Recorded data
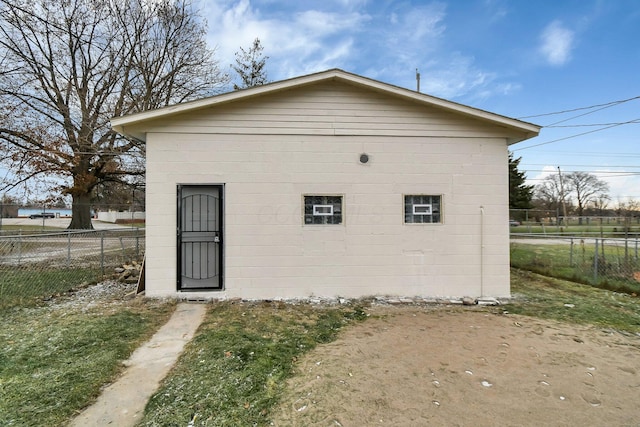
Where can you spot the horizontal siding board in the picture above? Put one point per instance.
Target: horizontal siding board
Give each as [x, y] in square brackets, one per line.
[328, 109]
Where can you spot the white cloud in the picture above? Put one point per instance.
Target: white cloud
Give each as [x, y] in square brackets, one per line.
[386, 43]
[556, 43]
[296, 43]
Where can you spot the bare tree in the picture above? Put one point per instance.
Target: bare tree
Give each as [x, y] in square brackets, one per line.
[250, 66]
[67, 67]
[548, 194]
[586, 188]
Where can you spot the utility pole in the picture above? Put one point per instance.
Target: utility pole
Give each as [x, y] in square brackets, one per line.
[564, 206]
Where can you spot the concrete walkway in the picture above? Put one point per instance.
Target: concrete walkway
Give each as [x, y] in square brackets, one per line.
[122, 403]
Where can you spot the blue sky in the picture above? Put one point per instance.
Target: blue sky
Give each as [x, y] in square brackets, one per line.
[513, 57]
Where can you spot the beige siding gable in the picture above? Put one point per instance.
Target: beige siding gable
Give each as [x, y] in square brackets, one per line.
[327, 108]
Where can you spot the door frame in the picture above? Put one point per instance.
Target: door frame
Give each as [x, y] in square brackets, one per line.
[220, 214]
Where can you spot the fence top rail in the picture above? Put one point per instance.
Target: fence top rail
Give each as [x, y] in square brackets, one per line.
[538, 236]
[32, 233]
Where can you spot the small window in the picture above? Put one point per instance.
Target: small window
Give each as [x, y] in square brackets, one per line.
[323, 209]
[420, 209]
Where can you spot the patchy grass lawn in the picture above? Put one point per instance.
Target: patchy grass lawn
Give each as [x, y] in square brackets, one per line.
[55, 359]
[234, 371]
[550, 298]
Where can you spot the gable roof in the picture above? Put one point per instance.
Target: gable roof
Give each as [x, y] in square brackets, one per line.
[120, 124]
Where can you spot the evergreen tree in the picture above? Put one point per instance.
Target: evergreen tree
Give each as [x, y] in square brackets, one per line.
[520, 195]
[250, 66]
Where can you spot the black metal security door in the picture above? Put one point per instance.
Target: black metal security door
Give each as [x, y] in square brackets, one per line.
[200, 237]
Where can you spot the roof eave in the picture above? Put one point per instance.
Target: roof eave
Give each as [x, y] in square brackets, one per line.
[120, 124]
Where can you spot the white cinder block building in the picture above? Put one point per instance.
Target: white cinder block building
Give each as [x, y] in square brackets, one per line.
[327, 185]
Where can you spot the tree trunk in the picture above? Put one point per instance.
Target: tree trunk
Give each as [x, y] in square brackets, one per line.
[81, 212]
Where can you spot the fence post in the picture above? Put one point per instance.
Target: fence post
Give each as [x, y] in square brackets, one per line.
[102, 252]
[68, 248]
[595, 265]
[19, 246]
[571, 254]
[137, 244]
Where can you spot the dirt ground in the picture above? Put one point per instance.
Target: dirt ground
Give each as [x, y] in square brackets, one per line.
[419, 366]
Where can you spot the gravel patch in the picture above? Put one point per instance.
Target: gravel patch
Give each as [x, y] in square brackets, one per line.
[104, 295]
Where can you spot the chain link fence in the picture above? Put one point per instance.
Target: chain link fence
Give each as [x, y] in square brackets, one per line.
[612, 263]
[41, 263]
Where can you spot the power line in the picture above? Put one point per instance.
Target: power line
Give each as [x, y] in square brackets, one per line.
[593, 124]
[579, 134]
[612, 103]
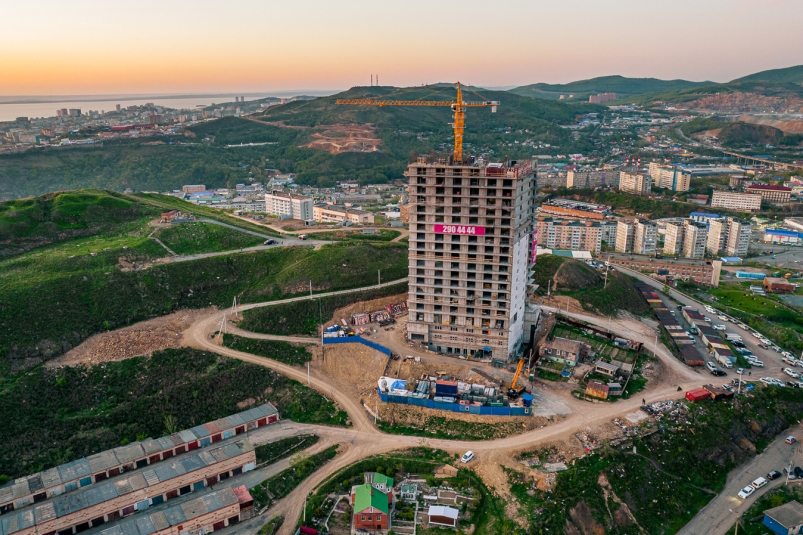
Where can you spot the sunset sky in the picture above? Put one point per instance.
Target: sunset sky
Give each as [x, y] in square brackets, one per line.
[50, 47]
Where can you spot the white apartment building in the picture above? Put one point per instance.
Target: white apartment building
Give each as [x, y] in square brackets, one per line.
[738, 241]
[695, 238]
[717, 235]
[645, 237]
[634, 183]
[289, 204]
[625, 231]
[673, 238]
[469, 255]
[742, 202]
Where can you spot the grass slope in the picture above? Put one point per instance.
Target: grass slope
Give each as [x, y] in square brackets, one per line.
[54, 416]
[87, 294]
[605, 84]
[194, 238]
[579, 281]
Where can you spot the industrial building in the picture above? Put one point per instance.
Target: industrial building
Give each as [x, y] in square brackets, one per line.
[568, 234]
[339, 213]
[773, 194]
[87, 471]
[740, 202]
[289, 205]
[469, 253]
[704, 272]
[122, 495]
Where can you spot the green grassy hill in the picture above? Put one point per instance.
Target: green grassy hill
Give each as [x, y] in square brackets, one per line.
[579, 281]
[604, 84]
[788, 74]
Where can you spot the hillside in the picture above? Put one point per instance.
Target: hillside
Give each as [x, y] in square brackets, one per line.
[604, 84]
[585, 284]
[789, 74]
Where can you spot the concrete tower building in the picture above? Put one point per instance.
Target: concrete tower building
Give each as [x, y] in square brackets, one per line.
[470, 252]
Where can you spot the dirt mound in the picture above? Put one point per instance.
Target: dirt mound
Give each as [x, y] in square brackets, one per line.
[574, 275]
[337, 138]
[141, 339]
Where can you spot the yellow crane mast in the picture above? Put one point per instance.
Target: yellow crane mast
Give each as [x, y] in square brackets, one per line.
[458, 106]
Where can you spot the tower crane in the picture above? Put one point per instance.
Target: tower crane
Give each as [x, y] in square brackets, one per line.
[458, 106]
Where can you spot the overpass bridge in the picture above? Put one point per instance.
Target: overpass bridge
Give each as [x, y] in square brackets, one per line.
[755, 159]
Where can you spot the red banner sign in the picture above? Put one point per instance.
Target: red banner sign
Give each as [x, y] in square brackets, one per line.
[460, 229]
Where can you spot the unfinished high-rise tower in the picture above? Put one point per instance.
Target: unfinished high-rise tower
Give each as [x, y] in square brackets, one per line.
[471, 228]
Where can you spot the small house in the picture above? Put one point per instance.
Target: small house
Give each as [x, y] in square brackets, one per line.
[441, 515]
[562, 350]
[786, 519]
[606, 369]
[778, 285]
[445, 471]
[371, 508]
[409, 492]
[597, 389]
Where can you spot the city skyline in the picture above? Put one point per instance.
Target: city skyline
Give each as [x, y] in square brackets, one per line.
[92, 48]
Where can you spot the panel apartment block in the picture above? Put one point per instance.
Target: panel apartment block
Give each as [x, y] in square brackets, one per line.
[470, 230]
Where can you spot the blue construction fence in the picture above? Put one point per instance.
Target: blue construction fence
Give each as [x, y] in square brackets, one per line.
[456, 407]
[357, 340]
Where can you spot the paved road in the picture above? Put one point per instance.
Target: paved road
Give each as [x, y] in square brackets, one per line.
[720, 514]
[772, 361]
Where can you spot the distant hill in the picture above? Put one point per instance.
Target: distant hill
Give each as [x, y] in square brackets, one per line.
[787, 75]
[605, 84]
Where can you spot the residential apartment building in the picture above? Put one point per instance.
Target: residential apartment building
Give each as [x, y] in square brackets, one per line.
[624, 236]
[738, 241]
[668, 177]
[339, 213]
[470, 249]
[673, 238]
[591, 179]
[701, 271]
[717, 235]
[773, 194]
[289, 205]
[571, 235]
[741, 202]
[634, 183]
[645, 237]
[695, 238]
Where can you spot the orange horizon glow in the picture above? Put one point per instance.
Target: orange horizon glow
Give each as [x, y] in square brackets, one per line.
[97, 47]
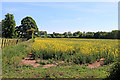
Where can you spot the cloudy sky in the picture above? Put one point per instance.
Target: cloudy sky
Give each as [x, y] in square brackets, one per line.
[66, 16]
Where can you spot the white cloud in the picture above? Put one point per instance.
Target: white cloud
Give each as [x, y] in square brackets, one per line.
[60, 0]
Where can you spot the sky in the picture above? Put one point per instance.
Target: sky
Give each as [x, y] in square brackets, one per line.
[66, 16]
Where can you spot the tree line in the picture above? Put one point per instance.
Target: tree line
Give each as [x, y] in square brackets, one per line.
[10, 30]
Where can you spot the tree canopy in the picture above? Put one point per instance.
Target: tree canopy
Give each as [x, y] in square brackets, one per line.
[8, 26]
[26, 24]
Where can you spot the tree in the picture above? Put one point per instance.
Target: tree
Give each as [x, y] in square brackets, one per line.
[8, 26]
[26, 24]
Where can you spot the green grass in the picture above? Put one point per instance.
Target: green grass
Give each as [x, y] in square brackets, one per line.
[12, 55]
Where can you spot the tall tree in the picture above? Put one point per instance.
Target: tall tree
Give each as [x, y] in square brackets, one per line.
[8, 26]
[26, 24]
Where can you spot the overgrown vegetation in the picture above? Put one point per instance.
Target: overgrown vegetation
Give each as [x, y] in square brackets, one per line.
[12, 55]
[78, 51]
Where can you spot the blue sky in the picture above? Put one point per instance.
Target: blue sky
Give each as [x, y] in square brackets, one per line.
[66, 16]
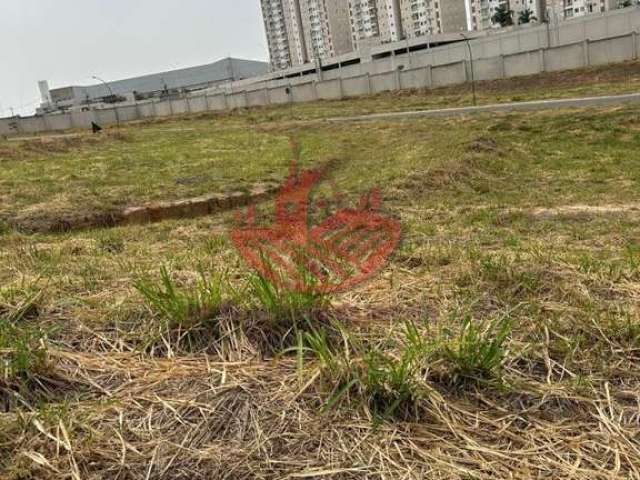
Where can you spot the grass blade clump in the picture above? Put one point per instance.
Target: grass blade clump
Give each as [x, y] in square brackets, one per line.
[183, 308]
[479, 350]
[22, 347]
[388, 383]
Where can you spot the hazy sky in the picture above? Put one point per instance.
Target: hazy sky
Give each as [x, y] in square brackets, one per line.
[68, 41]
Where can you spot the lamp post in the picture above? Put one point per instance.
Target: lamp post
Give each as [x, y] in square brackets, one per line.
[115, 108]
[473, 78]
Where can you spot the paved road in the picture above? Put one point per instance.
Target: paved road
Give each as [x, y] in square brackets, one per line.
[612, 100]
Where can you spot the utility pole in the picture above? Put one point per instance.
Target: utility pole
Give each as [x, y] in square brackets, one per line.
[115, 107]
[473, 78]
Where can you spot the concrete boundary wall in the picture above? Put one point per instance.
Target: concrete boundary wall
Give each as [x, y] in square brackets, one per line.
[587, 52]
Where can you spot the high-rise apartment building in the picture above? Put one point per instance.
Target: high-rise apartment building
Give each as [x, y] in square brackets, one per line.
[429, 17]
[326, 27]
[375, 21]
[273, 14]
[300, 31]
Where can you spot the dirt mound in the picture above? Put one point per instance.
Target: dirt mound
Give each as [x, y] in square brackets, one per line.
[47, 222]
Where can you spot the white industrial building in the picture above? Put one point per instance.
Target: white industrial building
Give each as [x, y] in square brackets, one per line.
[157, 85]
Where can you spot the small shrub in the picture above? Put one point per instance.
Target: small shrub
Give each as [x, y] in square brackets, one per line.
[479, 350]
[388, 383]
[181, 307]
[22, 347]
[22, 352]
[110, 244]
[284, 305]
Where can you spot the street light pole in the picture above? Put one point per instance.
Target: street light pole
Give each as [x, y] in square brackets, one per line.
[115, 108]
[473, 78]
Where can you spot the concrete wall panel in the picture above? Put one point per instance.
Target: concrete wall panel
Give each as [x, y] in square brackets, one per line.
[414, 78]
[146, 110]
[197, 104]
[128, 113]
[303, 93]
[384, 82]
[257, 98]
[563, 58]
[527, 63]
[279, 95]
[81, 119]
[329, 90]
[32, 124]
[381, 65]
[449, 74]
[603, 52]
[237, 100]
[356, 86]
[5, 129]
[59, 121]
[488, 68]
[163, 108]
[179, 106]
[216, 102]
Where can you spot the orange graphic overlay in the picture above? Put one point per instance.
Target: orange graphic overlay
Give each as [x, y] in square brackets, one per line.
[350, 246]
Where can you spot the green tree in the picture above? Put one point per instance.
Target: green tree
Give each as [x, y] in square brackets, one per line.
[527, 16]
[503, 16]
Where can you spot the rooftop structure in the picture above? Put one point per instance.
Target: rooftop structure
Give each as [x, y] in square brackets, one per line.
[149, 86]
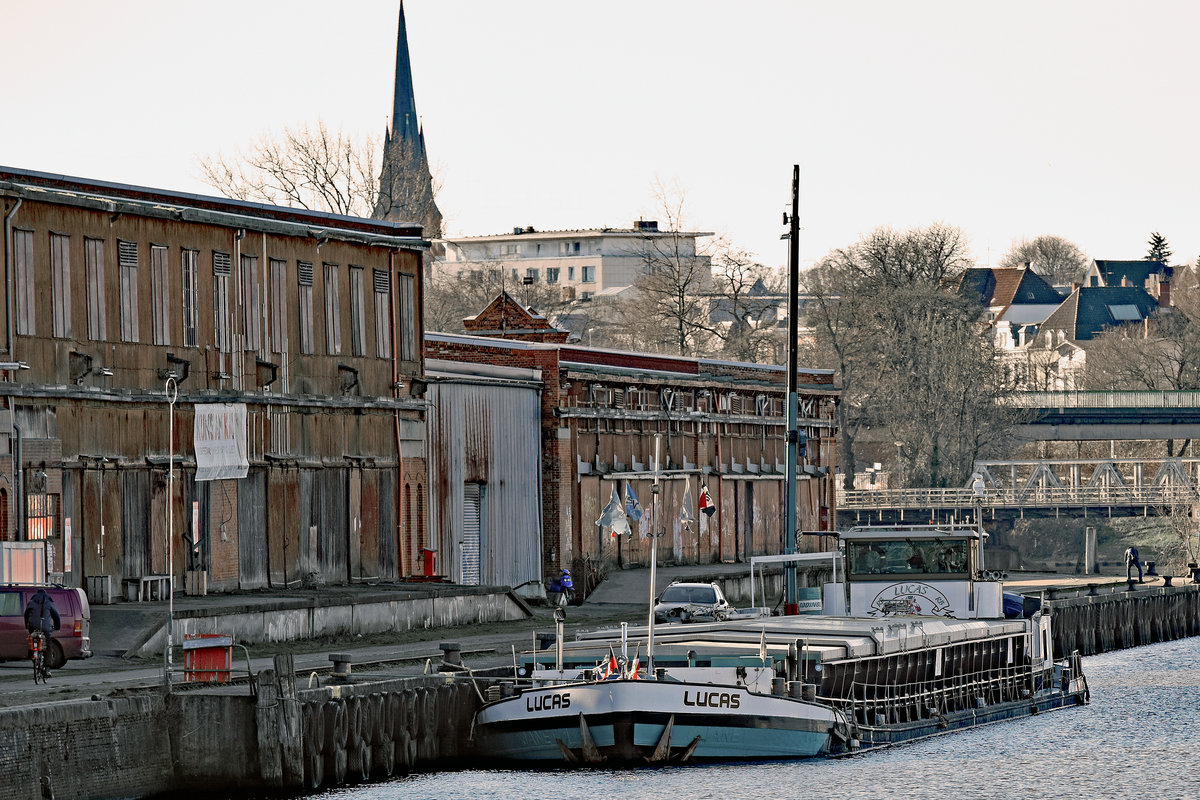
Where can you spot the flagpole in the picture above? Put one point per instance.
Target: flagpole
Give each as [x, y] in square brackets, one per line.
[654, 554]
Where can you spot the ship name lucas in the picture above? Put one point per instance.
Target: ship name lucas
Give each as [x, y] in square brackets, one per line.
[549, 702]
[712, 699]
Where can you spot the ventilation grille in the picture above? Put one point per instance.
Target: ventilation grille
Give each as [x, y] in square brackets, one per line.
[127, 253]
[383, 281]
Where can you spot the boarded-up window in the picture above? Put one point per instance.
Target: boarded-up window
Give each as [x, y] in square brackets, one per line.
[305, 280]
[160, 289]
[94, 270]
[60, 283]
[333, 312]
[358, 317]
[127, 264]
[251, 304]
[189, 260]
[383, 313]
[27, 293]
[279, 305]
[221, 270]
[407, 318]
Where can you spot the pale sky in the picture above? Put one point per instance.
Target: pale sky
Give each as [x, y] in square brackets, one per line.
[1006, 119]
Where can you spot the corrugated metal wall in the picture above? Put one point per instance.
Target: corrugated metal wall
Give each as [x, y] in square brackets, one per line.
[486, 434]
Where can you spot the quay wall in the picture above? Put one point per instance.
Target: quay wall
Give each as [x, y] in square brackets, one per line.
[286, 620]
[1096, 624]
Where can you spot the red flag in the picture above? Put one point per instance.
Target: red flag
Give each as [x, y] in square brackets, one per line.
[611, 667]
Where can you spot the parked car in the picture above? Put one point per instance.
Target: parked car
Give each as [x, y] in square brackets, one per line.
[71, 641]
[684, 602]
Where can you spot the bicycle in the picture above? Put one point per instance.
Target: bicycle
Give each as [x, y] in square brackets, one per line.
[37, 645]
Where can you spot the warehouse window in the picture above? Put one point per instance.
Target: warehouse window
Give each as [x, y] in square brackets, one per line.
[27, 293]
[94, 270]
[60, 283]
[189, 259]
[160, 308]
[305, 280]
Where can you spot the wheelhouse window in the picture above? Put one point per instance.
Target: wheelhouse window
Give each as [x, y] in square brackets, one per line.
[909, 557]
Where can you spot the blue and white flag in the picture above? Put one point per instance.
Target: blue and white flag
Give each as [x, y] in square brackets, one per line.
[613, 516]
[633, 505]
[685, 516]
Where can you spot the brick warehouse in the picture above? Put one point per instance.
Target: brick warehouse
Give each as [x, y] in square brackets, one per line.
[723, 425]
[311, 320]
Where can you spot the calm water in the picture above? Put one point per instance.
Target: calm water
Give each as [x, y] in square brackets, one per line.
[1140, 738]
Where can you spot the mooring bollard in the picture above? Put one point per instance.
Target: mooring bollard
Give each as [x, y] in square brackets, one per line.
[341, 673]
[451, 654]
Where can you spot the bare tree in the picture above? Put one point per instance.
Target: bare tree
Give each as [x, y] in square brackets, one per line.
[745, 305]
[306, 167]
[667, 311]
[1053, 257]
[909, 353]
[311, 167]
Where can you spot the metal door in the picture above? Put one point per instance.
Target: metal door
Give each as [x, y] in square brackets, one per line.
[472, 533]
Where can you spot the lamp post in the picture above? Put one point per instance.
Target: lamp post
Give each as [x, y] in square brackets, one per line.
[172, 390]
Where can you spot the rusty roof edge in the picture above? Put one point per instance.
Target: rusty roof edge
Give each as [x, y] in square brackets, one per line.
[223, 218]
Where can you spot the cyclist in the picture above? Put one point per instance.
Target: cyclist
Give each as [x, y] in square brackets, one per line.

• Aim of the task: Reproduce the lines from the one containing "Where can you spot the warehouse" through the end of the rows, substituting "a single point" for every occurrence of "one point" and leaving all else unchanged.

• The response:
Where can you spot the warehouse window in the picture above? Put a single point per instance.
Target: warehouse window
Give each as [x, y] in square brackets, one per line.
[27, 293]
[94, 270]
[60, 283]
[189, 259]
[160, 308]
[305, 280]
Where can you spot the wheelhouse window in the picture above? Put a single point per instance.
Target: wheelhouse window
Give each as [x, y] in square brackets, one per line.
[909, 557]
Where can you spot the blue and white flag in the picture above? Put a single point per instance.
Target: blue and white flag
Give each as [x, y] in square brackets, one per line.
[613, 516]
[633, 505]
[685, 516]
Where can you spot the brick warehouse in the picture above? Put a single point per instance.
Target: brick warehouse
Give each as [x, y] in square brackets, one per line.
[723, 425]
[311, 320]
Where can you spot the calm water in the picture above? Put a single point per instance.
Target: calm water
Give each as [x, y] in square brackets, one per line.
[1140, 738]
Where can you spot the mooring bollard in the picture above? Put a single point per instance.
Target: mooring bollard
Give each as [x, y] in square brackets, one per line.
[341, 673]
[451, 654]
Where can you spot the bare tree in the picture above? Put a single point per instance.
Target: bare tree
Give each as [x, y] in square brackets, one per line.
[745, 305]
[306, 167]
[667, 311]
[1053, 257]
[909, 353]
[311, 167]
Where can you spot the metal door in the picture above? Put a single point per instance.
Target: metal door
Give each as [x, y] in square brackets, one per line.
[472, 533]
Where can you spot the lamp post in the picture above? Put a single point per instance.
Target: lamp post
Give each as [x, y] in square brackets, one per line.
[172, 390]
Where can you spot the rusty roof edge in the picture above? Put a single point per instance.
Target: rusty roof edge
Give each as [x, y] in square brackets, one per line.
[223, 218]
Where can you spot the cyclist in the picture above? Put a single point per instance.
Target: cyclist
Give each as [x, y] in square brackets, one per line.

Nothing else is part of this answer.